Numerical Stability: For simulations, Stratonovich pairs well with midpoint methods. Take \(dX = -a X \, dt + \sigma \circ dW\). A Stratonovich discretization might use:
\[X_{n+1} = X_n - a \left(\frac{X_n + X_{n+1}}{2}\right) \Delta t + \sigma \Delta W_n\]
This implicit scheme leverages the midpoint rule, reducing numerical artifacts in models like chemical kinetics compared to Itô’s explicit steps.

The choice between Stratonovich and Itô depends on context. Stratonovich suits systems where noise is tied to physical continuity or symmetry, while Itô dominates in finance for its non-anticipating properties. The conversion \(a = \tilde{a} + \frac{1}{2} b b_X\) lets you switch forms as needed.

Appendix

A.0. Further Reading

An Intuitive Introduction For Understanding and Solving Stochastic Differential Equations - Chris Rackauckas (2017)
Stochastic analysis - Paul Bourgade (2010)
AN INTRODUCTION TO STOCHASTIC DIFFERENTIAL EQUATIONS VERSION 1.2 - Lawrence C. Evans (2013)
Stochastic differential equations An introduction with applications - Bernt K. Øksendal (2003)
Wikipedia: Stochastic calculus
Wikipedia: Stochastic differential equation

A.1. Notation

Here is a list of notation used in this document:

\(\binom{n}{k}=\frac{n!}{k!(n-k)!}\) is the binomial coefficient
\(X: \Omega \to \mathbb{R}\) is a random variable from a sample space \(\Omega\) to a real number
\(P(A)\) is the probability of event \(A\)
\(E[X]=\int_{\omega \in \Omega} X(\omega) dP(\omega)\) is the expected value of \(X\)
\(N(\mu, \sigma^2)\) is a normal distribution with mean \(\mu\) and variance \(\sigma^2\)
\(W(t)\) is the position of a Brownian motion at time \(t\)
\(\Delta W(t_1,t_2)\) is the displacement of a Brownian motion from time \(t_1\) to time \(t_2\)

### INFORMATION PROVIDED

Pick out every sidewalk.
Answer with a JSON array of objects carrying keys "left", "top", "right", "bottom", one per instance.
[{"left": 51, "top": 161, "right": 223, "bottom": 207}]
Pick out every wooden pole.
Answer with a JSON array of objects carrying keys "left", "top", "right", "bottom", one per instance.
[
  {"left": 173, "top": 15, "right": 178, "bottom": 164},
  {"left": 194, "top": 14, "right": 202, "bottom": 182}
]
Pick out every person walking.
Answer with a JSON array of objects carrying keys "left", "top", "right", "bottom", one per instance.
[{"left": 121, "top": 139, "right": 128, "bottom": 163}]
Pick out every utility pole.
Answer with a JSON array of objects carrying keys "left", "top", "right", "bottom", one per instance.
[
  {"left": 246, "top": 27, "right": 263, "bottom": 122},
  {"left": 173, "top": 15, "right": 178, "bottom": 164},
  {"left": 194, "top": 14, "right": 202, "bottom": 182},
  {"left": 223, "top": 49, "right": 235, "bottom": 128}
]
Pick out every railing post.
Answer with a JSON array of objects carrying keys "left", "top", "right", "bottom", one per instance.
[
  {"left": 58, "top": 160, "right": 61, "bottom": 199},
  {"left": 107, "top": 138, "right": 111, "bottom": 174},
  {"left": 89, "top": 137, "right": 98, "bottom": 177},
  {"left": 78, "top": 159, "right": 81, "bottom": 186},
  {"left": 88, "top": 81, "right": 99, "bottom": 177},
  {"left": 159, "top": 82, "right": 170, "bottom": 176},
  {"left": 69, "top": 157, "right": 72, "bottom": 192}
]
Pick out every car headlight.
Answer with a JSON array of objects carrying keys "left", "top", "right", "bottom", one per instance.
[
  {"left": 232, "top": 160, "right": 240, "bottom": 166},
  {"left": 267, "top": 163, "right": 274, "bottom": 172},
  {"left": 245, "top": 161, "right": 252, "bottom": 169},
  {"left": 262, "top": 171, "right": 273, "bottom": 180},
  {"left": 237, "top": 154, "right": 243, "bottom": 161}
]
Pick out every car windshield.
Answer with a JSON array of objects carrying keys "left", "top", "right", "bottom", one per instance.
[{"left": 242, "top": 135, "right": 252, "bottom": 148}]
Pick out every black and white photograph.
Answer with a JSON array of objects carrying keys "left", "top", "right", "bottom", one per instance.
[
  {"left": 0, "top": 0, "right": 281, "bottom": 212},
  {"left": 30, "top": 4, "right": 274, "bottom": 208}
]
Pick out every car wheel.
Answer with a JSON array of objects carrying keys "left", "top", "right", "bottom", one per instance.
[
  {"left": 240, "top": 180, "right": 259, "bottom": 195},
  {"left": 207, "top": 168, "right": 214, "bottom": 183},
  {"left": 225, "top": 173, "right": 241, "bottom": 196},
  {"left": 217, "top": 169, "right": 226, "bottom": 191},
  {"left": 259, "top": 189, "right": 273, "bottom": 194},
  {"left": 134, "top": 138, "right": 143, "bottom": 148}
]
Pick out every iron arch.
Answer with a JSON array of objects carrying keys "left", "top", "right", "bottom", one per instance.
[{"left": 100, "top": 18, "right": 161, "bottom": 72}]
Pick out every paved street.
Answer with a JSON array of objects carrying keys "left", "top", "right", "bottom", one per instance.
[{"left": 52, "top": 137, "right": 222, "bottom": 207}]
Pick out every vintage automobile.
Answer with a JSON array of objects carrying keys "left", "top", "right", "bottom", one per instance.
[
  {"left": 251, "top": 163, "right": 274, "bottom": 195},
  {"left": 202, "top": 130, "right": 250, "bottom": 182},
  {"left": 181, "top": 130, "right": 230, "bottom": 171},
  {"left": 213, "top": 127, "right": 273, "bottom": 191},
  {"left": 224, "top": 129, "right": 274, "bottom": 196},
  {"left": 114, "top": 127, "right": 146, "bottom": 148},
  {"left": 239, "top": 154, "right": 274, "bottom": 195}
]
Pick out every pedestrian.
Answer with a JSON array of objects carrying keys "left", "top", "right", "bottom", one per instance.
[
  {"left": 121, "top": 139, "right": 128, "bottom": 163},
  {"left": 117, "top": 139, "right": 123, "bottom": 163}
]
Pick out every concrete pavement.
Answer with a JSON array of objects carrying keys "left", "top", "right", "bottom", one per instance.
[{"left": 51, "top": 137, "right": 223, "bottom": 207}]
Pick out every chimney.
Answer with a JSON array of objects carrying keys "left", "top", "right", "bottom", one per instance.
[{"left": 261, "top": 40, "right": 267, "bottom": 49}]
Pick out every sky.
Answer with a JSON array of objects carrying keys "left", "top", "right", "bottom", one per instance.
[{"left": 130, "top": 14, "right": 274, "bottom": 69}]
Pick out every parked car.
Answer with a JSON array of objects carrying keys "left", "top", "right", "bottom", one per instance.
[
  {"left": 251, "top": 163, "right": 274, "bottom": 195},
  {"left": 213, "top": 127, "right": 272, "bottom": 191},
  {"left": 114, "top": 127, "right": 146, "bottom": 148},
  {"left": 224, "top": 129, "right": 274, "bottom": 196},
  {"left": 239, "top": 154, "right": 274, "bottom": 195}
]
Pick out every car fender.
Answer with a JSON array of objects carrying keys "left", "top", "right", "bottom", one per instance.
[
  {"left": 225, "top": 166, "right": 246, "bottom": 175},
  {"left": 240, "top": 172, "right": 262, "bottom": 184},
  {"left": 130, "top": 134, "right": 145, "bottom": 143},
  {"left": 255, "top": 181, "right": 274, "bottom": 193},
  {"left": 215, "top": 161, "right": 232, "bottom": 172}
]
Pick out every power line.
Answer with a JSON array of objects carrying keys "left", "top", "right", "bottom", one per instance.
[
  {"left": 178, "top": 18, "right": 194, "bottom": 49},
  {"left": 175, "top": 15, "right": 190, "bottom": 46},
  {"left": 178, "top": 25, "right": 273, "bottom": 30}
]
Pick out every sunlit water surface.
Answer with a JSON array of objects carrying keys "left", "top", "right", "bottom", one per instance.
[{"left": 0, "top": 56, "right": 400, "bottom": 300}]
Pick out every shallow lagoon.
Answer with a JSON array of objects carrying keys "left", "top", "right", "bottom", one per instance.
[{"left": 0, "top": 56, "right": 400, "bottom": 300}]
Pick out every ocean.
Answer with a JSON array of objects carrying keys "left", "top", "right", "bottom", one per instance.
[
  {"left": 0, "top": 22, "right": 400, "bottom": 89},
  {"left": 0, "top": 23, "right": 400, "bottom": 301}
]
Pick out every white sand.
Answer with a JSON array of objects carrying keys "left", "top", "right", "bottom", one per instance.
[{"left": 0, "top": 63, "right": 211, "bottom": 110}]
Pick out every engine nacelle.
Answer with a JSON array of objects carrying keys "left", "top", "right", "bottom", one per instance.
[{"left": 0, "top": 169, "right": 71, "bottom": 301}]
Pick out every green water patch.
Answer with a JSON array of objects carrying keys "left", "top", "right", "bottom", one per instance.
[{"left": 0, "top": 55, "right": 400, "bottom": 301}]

### WRITTEN REQUEST
Transcribe the part of the stochastic calculus excerpt above starting at "Here is a list" and ending at "of event \(A\)".

### EXPECTED ANSWER
Here is a list of notation used in this document:

\(\binom{n}{k}=\frac{n!}{k!(n-k)!}\) is the binomial coefficient
\(X: \Omega \to \mathbb{R}\) is a random variable from a sample space \(\Omega\) to a real number
\(P(A)\) is the probability of event \(A\)